- **Exercise aim**
I would like the listing below retyped exactly, line by line.

- **Data extract**
+++
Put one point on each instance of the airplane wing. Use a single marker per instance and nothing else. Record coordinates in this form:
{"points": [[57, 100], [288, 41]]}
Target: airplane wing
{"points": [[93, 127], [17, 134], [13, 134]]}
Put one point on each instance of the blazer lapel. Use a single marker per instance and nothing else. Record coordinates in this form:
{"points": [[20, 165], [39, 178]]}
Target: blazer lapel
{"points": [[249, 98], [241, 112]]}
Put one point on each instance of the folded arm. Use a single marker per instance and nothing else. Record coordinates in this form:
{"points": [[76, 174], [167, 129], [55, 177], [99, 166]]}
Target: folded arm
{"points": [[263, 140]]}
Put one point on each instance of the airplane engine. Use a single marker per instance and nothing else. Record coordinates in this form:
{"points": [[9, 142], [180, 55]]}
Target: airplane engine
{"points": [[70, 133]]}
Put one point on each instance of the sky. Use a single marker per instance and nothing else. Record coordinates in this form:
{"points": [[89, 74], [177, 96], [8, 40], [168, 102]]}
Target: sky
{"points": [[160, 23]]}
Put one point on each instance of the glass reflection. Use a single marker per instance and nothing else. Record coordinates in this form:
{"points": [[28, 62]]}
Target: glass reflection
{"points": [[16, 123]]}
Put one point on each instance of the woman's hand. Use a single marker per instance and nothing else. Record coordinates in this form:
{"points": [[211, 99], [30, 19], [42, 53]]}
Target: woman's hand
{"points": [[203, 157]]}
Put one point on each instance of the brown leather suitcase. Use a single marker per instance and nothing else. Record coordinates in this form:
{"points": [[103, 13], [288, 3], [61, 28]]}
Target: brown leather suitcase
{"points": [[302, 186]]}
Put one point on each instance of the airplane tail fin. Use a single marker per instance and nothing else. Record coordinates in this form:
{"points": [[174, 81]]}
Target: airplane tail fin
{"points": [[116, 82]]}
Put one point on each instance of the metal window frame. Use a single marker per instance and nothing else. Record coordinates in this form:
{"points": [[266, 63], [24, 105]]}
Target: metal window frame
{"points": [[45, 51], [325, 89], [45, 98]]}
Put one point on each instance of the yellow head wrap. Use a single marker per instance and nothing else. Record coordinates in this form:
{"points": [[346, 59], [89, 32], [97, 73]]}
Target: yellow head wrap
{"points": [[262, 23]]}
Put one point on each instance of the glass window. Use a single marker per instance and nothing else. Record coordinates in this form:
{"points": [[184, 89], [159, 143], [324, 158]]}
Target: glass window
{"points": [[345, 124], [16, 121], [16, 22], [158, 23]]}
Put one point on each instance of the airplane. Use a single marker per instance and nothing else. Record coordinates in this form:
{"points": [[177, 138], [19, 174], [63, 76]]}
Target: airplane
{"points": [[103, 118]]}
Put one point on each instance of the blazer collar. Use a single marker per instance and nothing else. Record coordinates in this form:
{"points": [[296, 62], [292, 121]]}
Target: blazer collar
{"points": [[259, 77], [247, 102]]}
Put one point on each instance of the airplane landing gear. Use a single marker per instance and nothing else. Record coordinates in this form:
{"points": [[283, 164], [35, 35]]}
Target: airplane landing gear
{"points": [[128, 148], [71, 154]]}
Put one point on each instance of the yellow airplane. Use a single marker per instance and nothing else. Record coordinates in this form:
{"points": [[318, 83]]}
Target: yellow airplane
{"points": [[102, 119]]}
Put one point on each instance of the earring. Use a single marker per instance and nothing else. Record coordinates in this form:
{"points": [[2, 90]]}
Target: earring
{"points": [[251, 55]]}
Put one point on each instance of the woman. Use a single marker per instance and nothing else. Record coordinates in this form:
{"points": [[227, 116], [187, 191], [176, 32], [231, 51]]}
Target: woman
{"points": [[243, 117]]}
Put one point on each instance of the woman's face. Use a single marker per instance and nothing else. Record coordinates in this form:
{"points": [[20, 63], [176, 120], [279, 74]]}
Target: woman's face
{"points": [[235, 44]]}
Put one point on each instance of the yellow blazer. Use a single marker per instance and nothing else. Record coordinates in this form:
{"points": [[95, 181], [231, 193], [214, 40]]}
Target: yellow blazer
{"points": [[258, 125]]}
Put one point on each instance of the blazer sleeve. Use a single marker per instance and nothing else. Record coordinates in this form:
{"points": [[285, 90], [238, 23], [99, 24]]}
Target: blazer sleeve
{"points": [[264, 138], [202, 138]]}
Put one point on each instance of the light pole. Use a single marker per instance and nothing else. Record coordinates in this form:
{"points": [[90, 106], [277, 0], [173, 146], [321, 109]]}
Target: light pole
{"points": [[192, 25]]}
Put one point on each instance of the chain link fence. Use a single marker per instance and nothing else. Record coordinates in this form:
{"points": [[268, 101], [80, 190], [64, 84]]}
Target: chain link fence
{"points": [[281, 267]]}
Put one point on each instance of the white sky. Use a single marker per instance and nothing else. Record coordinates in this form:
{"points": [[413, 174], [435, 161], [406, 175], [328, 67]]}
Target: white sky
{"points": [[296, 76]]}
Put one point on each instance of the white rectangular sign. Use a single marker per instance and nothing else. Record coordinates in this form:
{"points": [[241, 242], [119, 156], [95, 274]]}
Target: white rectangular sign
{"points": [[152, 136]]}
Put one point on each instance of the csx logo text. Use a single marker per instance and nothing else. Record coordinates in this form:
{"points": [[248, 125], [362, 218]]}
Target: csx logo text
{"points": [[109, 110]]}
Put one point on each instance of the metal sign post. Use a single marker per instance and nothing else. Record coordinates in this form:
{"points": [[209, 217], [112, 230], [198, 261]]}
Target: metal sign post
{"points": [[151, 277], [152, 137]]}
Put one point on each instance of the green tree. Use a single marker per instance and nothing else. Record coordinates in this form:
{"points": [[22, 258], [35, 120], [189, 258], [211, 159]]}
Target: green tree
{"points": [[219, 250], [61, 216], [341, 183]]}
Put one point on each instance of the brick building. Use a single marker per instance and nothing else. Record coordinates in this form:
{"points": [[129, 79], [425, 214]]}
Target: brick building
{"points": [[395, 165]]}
+++
- **Answer to this task**
Put one point on each instance of the airplane wing. Use a single marker per instance and nothing else. Record coordinates in this form:
{"points": [[57, 100], [288, 41]]}
Target: airplane wing
{"points": [[93, 127], [17, 134], [13, 134]]}
Put one point on each instance of the blazer lapel. Use a single marker per instance and nothing else. Record coordinates in this form:
{"points": [[20, 165], [39, 178]]}
Target: blazer lapel
{"points": [[249, 98], [241, 112]]}
Put one point on each instance of the folded arm. Use a single marker per instance and nothing else. Record coordinates in this form:
{"points": [[76, 174], [167, 129], [55, 177], [99, 166]]}
Target: folded arm
{"points": [[263, 140]]}
Put one point on each instance of the airplane engine. Use a single marker per instance and nothing else. Record coordinates in this form:
{"points": [[9, 142], [180, 55]]}
Target: airplane engine
{"points": [[70, 133]]}
Put one point on each instance of the sky. Use a single marker per instance and nothing else. Record coordinates in this form:
{"points": [[89, 74], [177, 96], [8, 40], [168, 102]]}
Target: sky
{"points": [[160, 23]]}
Put one point on each instance of the glass reflection. Use a single marker per instance and nothing else. Record coordinates in this form:
{"points": [[28, 62]]}
Target: glass reflection
{"points": [[16, 123]]}
Put one point on each instance of the woman's hand. Use a single marker per instance and nothing else. Record coordinates in this form:
{"points": [[211, 99], [30, 19], [42, 53]]}
Target: woman's hand
{"points": [[203, 157]]}
Put one point on each instance of the brown leather suitcase. Use a single marker per instance and nothing else. Record coordinates in this form:
{"points": [[103, 13], [288, 3], [61, 28]]}
Target: brown leather suitcase
{"points": [[302, 186]]}
Put one point on each instance of the airplane tail fin. Use a single marker per instance and nothing else. Record coordinates in this form:
{"points": [[174, 81]]}
Target: airplane tail fin
{"points": [[116, 82]]}
Put one point on each instance of the metal window frame. Use a single marker per instance and nothing else. Record coordinates in this form:
{"points": [[266, 63], [24, 105]]}
Target: metal window frame
{"points": [[45, 51], [325, 89], [45, 98]]}
Put one point on each instance of the yellow head wrap. Use a single marker per instance and nothing else. Record coordinates in this form:
{"points": [[346, 59], [89, 32], [97, 73]]}
Target: yellow head wrap
{"points": [[262, 23]]}
Put one point on each instance of the glass window. Use a single marker per instance and nothing else. Record coordinates in this form:
{"points": [[184, 89], [159, 143], [324, 158]]}
Target: glass window
{"points": [[345, 124], [16, 121], [16, 22], [158, 23]]}
Put one point on each instance of the airplane. Use a single marker per instance and nothing else. Record coordinates in this form:
{"points": [[177, 138], [19, 174], [63, 76]]}
Target: airplane
{"points": [[103, 118]]}
Put one point on each instance of the blazer collar. Use a single marker per instance and nothing else. Record coordinates in this form:
{"points": [[296, 62], [292, 121]]}
Target: blazer collar
{"points": [[259, 77], [247, 102]]}
Put one point on each instance of the airplane landing gear. Use a single marker per instance and nothing else. Record coordinates in this form:
{"points": [[283, 164], [35, 35]]}
Target: airplane landing gear
{"points": [[128, 148], [71, 154]]}
Put one point on each instance of the yellow airplane. Use a single marker per instance and nothing else. Record coordinates in this form:
{"points": [[318, 83]]}
Target: yellow airplane
{"points": [[102, 119]]}
Put one point on each instance of the earring. Use a single marker per instance and nothing else. Record coordinates in this form:
{"points": [[2, 90]]}
Target: earring
{"points": [[251, 55]]}
Put one point on each instance of the woman. Use a single marker per instance and nothing else. Record coordinates in this form:
{"points": [[227, 116], [187, 191], [176, 32], [231, 51]]}
Target: woman
{"points": [[243, 117]]}
Put one point on each instance of the woman's face. Use a single marker per instance and nothing else. Record coordinates in this form:
{"points": [[20, 63], [176, 120], [279, 74]]}
Target: woman's face
{"points": [[235, 44]]}
Put one point on each instance of the yellow blazer. Use a single marker per instance and nothing else. Record coordinates in this form:
{"points": [[95, 181], [231, 193], [214, 40]]}
Target: yellow blazer
{"points": [[258, 125]]}
Put one point on each instance of the blazer sleeve. Use a single marker per instance and nothing else. Record coordinates in this form:
{"points": [[285, 90], [238, 23], [99, 24]]}
Target: blazer sleeve
{"points": [[264, 138], [202, 138]]}
Put one point on each instance of the light pole. Use a single marker per instance and nothing else. Record coordinates in this form:
{"points": [[90, 106], [277, 0], [173, 146], [321, 109]]}
Target: light pole
{"points": [[192, 25]]}
Put one point on each instance of the chain link fence. Use a single marker per instance and nothing else. Record coordinates in this form:
{"points": [[268, 101], [80, 190], [64, 84]]}
Target: chain link fence
{"points": [[281, 267]]}
Put one point on each instance of the white sky. Use a single marker per instance and nothing else. Record coordinates in this form:
{"points": [[413, 174], [435, 161], [406, 175], [328, 67]]}
Target: white sky
{"points": [[296, 76]]}
Put one point on each instance of the white rectangular sign. Use a single marker per instance and nothing else. Record coordinates in this form:
{"points": [[241, 242], [119, 156], [95, 274]]}
Target: white rectangular sign
{"points": [[152, 136]]}
Put one point on each instance of the csx logo text. Use a single marker per instance and nothing else. Record coordinates in this form:
{"points": [[248, 125], [362, 218]]}
Target: csx logo text
{"points": [[109, 110]]}
Put one point on each instance of the metal sign post. Use a single marker per instance and nothing else. Record coordinates in this form:
{"points": [[209, 217], [112, 230], [198, 261]]}
Target: metal sign post
{"points": [[151, 277], [152, 137]]}
Put one point on each instance of the green tree. Use a single marker per instance and nothing else. Record coordinates in this form:
{"points": [[22, 258], [35, 120], [189, 258], [211, 159]]}
Target: green tree
{"points": [[219, 250], [61, 216], [341, 183]]}
Put one point on each instance of the brick building. Use a single marker per instance and nothing else. Record coordinates in this form:
{"points": [[129, 79], [425, 214]]}
Target: brick building
{"points": [[395, 165]]}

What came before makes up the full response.